==== Extracted information ====

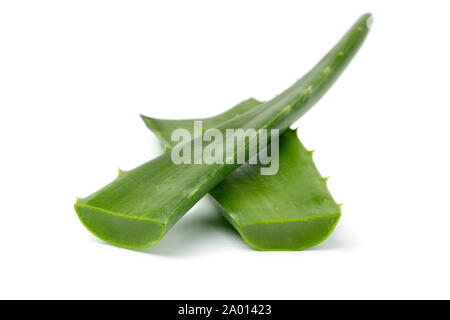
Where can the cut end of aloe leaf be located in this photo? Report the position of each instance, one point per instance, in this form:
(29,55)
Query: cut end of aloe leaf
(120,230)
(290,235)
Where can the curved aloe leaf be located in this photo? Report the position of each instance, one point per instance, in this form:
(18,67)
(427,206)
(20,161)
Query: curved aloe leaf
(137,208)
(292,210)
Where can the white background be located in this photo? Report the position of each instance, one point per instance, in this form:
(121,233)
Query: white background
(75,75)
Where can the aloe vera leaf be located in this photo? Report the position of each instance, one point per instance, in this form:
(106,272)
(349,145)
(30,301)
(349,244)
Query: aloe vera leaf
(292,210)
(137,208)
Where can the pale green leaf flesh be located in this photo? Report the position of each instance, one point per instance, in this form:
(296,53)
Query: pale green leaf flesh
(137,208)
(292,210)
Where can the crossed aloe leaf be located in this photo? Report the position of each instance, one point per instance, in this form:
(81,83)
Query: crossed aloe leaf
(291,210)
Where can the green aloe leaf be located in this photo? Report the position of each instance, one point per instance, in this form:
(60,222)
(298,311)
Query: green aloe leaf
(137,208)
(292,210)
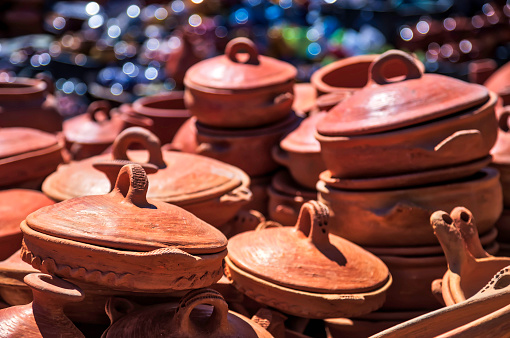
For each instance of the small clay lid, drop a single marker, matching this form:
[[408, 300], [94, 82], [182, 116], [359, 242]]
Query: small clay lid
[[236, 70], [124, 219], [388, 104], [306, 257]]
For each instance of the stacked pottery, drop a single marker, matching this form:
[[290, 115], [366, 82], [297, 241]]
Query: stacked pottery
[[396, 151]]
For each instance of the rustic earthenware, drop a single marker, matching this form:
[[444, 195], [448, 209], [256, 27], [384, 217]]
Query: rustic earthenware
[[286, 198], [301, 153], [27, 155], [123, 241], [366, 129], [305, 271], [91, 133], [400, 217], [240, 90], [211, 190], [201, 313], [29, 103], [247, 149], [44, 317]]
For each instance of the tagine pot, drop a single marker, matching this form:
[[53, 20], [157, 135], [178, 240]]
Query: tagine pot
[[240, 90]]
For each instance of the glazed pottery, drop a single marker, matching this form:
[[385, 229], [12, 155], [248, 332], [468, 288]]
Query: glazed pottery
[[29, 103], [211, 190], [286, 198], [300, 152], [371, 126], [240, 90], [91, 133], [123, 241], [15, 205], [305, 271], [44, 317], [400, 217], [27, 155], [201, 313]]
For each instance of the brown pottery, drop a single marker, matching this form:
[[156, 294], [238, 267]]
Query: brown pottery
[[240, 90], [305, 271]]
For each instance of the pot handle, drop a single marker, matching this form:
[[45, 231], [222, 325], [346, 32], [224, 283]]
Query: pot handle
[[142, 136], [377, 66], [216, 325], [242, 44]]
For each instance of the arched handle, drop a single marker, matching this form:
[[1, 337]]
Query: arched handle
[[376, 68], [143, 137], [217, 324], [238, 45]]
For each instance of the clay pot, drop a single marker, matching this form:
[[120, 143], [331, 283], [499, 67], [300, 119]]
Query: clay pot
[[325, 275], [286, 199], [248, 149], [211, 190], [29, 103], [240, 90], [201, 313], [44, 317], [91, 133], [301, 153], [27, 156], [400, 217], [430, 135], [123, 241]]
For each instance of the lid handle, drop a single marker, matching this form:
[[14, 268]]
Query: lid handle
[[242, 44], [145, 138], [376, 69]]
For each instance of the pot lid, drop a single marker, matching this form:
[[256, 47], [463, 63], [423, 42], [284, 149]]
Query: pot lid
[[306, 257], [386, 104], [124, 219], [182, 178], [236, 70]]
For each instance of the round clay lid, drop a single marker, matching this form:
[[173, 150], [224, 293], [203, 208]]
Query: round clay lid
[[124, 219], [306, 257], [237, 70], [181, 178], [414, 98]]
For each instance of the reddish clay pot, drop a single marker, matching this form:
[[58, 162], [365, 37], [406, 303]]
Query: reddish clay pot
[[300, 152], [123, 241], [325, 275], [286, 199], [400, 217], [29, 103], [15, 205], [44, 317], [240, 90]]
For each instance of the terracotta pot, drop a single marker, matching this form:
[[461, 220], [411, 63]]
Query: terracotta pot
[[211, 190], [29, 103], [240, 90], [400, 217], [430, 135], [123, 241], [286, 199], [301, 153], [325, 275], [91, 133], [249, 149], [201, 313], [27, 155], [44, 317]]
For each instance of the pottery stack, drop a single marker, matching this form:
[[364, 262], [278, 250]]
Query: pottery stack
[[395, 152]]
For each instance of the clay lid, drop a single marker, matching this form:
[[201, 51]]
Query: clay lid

====
==== Extracted information ====

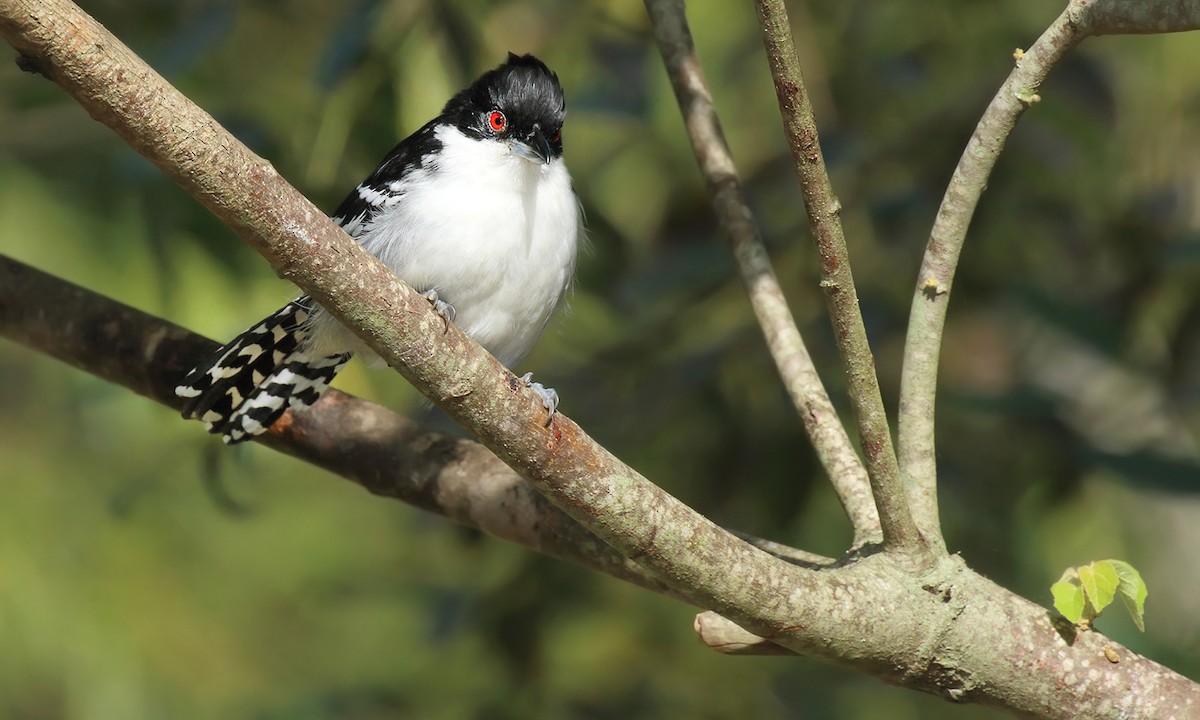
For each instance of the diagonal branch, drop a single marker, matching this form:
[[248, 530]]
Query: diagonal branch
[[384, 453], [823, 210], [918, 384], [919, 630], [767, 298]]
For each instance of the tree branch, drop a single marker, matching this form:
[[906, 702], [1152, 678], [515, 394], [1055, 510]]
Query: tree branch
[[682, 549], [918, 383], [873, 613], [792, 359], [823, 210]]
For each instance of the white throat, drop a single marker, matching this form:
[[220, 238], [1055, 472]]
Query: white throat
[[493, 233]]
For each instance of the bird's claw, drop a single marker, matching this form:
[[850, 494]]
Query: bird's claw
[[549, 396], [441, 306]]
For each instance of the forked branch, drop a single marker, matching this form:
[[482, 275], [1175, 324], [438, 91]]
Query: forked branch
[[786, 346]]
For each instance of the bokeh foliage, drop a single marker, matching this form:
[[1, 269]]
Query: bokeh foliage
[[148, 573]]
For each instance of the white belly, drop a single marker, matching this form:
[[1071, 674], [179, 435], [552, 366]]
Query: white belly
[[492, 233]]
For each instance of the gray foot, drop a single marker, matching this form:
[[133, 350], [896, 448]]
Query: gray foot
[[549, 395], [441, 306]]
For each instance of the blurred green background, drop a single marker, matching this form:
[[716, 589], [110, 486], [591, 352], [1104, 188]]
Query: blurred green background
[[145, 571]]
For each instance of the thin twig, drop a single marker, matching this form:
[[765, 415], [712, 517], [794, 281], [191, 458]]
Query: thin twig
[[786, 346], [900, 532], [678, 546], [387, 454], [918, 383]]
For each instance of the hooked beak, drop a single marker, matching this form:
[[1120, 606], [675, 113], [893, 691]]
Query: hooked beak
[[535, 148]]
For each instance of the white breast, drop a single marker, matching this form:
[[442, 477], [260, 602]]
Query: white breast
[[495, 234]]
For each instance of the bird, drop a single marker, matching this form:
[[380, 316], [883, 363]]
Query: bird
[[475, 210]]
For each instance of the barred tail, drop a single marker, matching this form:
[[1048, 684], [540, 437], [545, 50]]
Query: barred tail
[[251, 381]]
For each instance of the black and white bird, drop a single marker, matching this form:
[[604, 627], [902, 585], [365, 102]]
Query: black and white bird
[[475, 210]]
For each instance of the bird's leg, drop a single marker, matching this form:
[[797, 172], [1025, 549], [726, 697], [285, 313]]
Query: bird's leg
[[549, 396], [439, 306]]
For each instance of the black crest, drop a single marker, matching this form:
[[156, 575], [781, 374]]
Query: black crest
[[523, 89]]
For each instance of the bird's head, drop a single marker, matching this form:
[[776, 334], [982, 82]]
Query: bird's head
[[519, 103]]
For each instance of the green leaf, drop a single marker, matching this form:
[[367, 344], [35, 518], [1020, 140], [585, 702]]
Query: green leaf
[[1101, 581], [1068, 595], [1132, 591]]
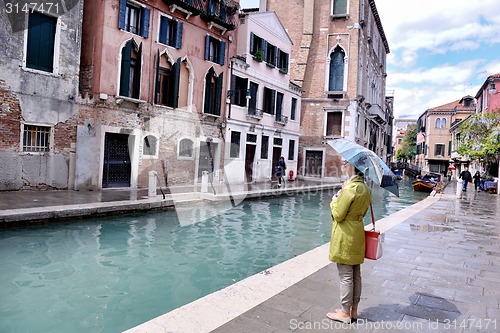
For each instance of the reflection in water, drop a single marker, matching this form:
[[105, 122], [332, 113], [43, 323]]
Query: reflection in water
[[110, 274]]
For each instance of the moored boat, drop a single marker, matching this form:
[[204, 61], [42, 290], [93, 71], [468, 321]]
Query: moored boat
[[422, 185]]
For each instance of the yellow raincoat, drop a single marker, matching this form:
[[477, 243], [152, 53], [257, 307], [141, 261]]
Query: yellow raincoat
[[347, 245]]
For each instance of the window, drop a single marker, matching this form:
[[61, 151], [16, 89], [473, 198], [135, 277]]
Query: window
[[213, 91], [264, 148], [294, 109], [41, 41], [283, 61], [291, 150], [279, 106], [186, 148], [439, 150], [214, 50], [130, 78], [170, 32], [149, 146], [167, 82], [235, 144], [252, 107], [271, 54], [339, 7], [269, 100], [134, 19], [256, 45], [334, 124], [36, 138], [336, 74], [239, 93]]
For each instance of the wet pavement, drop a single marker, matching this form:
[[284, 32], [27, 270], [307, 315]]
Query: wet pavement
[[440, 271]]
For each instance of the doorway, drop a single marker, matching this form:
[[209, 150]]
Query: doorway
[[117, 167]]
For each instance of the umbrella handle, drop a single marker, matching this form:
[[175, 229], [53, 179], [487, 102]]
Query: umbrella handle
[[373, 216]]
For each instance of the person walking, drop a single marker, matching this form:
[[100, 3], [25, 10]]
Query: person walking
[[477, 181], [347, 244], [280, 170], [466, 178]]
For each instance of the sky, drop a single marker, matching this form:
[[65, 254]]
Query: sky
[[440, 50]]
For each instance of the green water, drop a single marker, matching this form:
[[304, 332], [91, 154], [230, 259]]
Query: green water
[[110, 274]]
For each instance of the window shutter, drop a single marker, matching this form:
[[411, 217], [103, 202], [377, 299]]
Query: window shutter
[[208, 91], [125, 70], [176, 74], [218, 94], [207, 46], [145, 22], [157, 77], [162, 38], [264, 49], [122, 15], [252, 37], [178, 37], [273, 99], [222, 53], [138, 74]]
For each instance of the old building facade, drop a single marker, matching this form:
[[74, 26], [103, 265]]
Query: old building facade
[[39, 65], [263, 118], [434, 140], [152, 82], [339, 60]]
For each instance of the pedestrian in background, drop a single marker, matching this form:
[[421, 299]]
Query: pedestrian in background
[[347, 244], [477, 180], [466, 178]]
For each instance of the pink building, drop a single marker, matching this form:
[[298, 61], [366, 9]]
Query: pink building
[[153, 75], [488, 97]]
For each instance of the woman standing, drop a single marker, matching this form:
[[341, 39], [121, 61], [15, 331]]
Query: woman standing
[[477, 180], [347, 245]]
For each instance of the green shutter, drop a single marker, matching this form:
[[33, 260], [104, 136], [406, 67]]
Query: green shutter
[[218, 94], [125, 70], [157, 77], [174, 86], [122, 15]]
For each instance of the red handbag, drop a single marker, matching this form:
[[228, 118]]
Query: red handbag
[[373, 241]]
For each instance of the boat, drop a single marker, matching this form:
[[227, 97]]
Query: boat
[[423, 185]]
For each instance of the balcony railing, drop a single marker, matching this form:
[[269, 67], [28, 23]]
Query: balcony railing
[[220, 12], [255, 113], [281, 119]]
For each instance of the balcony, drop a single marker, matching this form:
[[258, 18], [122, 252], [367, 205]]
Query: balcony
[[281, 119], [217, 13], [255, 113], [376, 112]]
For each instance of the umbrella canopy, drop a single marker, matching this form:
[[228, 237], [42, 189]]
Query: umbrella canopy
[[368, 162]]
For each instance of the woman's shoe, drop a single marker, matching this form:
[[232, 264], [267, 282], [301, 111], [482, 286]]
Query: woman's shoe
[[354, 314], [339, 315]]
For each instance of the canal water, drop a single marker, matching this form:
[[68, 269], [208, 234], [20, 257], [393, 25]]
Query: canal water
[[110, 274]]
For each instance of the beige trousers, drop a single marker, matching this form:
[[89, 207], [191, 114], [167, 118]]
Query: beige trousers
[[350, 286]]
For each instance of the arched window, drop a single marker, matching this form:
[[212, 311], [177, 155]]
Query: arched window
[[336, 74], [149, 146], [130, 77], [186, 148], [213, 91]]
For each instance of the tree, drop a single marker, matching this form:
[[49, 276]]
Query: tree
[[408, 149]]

====

> Written exercise
Copy the records from the line with "For each instance of the bird's claw, drop" up to and including the line with "[[148, 573]]", requests included, and increase every point coordinate in the answers by 88. Leave the format samples in the requests as they are.

> Result for this task
For each instance of the bird's claw, drop a single marker, matching this form:
[[850, 494]]
Query: bird's claw
[[637, 484], [529, 394]]
For each instance of the forked branch, drop a single marker, matching this form:
[[482, 275], [1175, 324], [438, 91]]
Query: forked branch
[[874, 434]]
For each instance of the bokeh foliage, drop a single marker, matching this form:
[[1, 269]]
Query: bokeh foliage
[[236, 661]]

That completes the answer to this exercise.